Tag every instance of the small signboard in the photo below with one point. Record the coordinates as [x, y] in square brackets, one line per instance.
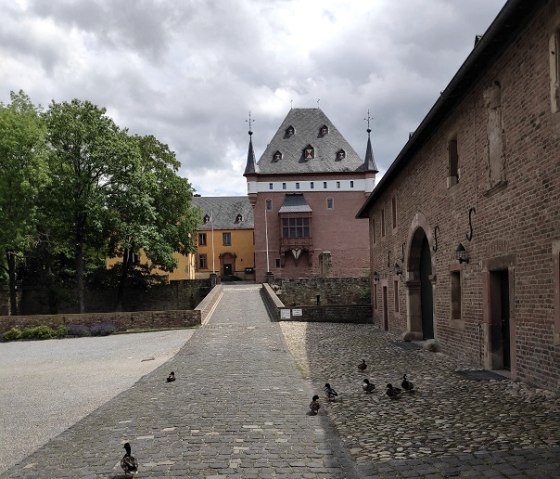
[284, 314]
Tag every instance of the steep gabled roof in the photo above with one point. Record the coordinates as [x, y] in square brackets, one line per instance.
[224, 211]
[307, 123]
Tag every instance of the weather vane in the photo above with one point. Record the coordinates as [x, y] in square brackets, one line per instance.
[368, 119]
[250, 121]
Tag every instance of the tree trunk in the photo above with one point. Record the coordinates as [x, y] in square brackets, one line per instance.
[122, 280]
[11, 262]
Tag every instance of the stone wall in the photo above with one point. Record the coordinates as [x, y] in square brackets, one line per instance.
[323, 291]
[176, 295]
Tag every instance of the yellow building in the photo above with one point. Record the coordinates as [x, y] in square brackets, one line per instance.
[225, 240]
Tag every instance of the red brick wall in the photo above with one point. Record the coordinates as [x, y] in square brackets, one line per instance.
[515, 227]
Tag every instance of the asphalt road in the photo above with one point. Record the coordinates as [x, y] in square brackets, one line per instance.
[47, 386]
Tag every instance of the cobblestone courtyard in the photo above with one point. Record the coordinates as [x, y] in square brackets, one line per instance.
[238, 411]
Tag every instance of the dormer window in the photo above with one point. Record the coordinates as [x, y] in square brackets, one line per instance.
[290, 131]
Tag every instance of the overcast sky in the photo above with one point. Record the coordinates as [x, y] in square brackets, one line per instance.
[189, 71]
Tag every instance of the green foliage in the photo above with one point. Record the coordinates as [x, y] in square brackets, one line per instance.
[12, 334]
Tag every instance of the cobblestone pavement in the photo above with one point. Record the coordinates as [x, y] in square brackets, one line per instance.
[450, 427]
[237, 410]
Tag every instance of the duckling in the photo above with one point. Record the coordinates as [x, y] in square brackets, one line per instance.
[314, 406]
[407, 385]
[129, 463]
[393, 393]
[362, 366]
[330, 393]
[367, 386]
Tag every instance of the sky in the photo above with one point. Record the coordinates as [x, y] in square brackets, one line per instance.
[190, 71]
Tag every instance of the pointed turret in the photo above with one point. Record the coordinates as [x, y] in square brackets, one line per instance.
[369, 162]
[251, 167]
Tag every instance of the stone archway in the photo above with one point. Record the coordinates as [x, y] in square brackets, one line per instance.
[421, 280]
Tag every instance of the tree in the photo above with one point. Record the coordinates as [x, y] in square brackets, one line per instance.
· · · ·
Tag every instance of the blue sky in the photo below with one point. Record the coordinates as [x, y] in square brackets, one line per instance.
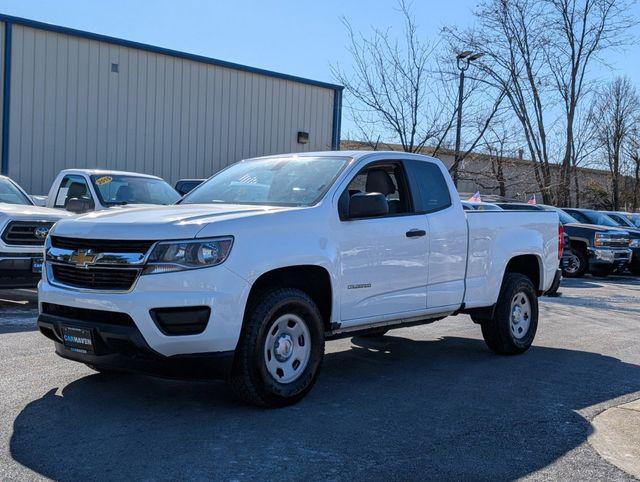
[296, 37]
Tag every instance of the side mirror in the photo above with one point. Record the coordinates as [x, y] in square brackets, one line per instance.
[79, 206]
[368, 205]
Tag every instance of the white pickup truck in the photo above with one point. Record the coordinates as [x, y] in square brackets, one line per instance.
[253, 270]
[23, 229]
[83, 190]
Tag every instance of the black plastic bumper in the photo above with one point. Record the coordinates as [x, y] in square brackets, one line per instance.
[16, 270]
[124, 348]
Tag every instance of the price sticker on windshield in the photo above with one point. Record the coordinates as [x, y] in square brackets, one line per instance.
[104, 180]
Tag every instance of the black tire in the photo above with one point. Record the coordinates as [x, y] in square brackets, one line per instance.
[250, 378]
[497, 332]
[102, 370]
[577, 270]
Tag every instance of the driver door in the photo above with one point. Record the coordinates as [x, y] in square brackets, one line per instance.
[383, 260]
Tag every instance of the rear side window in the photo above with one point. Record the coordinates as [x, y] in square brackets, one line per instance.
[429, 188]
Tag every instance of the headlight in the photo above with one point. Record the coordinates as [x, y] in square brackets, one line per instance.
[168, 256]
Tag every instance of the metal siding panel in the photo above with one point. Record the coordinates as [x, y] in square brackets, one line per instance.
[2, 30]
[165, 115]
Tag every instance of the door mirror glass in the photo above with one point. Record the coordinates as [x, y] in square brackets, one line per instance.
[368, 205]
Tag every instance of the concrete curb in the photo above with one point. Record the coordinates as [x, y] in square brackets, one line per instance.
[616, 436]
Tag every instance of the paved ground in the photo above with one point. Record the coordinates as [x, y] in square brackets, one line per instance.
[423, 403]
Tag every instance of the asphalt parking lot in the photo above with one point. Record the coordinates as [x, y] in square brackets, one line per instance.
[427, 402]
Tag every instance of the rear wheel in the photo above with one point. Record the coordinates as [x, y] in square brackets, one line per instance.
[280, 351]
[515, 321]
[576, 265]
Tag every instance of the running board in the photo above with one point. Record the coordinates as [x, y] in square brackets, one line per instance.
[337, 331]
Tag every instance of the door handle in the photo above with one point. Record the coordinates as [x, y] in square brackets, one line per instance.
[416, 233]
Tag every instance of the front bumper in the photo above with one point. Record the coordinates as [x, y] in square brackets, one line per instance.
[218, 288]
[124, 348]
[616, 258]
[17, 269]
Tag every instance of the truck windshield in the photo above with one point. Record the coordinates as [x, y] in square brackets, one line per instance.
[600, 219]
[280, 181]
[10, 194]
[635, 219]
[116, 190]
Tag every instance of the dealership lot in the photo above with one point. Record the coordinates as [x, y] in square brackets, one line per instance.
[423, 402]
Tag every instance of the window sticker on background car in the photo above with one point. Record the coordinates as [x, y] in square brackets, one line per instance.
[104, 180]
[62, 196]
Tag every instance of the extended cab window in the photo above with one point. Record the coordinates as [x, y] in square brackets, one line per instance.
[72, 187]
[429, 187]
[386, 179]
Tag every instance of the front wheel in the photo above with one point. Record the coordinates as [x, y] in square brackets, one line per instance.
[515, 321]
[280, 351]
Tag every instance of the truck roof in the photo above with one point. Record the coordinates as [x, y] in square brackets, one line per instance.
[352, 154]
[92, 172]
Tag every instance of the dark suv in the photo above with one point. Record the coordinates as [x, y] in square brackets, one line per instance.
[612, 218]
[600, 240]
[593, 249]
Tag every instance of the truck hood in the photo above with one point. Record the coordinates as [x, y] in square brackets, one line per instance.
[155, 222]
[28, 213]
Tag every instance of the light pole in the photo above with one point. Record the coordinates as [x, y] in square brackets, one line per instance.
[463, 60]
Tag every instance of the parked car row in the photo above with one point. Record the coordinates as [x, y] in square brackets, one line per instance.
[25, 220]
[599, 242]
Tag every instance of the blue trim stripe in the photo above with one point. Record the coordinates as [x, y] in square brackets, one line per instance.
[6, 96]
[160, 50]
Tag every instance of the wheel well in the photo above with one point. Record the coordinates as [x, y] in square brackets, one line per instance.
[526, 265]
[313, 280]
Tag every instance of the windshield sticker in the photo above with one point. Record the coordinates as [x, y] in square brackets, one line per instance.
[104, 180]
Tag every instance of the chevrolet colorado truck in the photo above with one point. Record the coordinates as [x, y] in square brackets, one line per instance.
· · · ·
Written request: Turn the records from the line containing "Tag every instance of the red" through the line containing "Tag every instance of the tree in" into a JSON list of strings, one string per line and no blank lines. Include both of those lines.

Answer to this task:
[
  "Tag every instance of the red brick wall in the photo above with one point. Record the coordinates as [x, y] in square brackets, one line per instance.",
  "[515, 227]",
  "Tag every instance of the asphalt road in the photo above with one point. Record the coordinates as [x, y] in square brackets, one line per instance.",
  "[47, 386]",
  "Tag every instance of the cobblestone courtyard in the photo above with one point. Record the coordinates as [x, y] in square brackets, one line per instance.",
  "[238, 411]",
  "Tag every instance of the dormer window in the photo above with one point. Record the coordinates as [x, y] in square brackets, one line per instance.",
  "[290, 131]",
  "Tag every instance of the overcast sky in the photo above with one point. Record the coordinates as [x, y] in square brackets, one line per instance.",
  "[189, 71]",
  "Tag every instance of the green foliage in the photo above with one point. Record the coordinates as [x, y] in square brackets, one line per instance.",
  "[12, 334]",
  "Tag every instance of the cobblestone pavement in the photo above with one point. Record the coordinates as [x, y] in square brackets, one line per instance.",
  "[450, 427]",
  "[237, 410]",
  "Tag every instance of the duckling in the photo above with one point. Record the coordinates as [x, y] in square brackets, one line per instance.",
  "[314, 406]",
  "[407, 385]",
  "[129, 463]",
  "[393, 393]",
  "[362, 366]",
  "[330, 393]",
  "[367, 386]",
  "Tag every instance of the sky in the photo above with one point. Record the coordinates as [x, y] in square brackets, one line per instance.",
  "[190, 71]",
  "Tag every instance of the pointed turret in the photo above with one point. Record the coordinates as [x, y] in square brackets, one line per instance.",
  "[369, 162]",
  "[251, 167]",
  "Tag every instance of the stone archway in the photo above with one point. Record the coordinates as [x, y] in square brackets, one line per instance.",
  "[421, 280]",
  "Tag every instance of the tree in the photo above with one point. Record the coordinates as [x, y] in square brackets, one line per instance."
]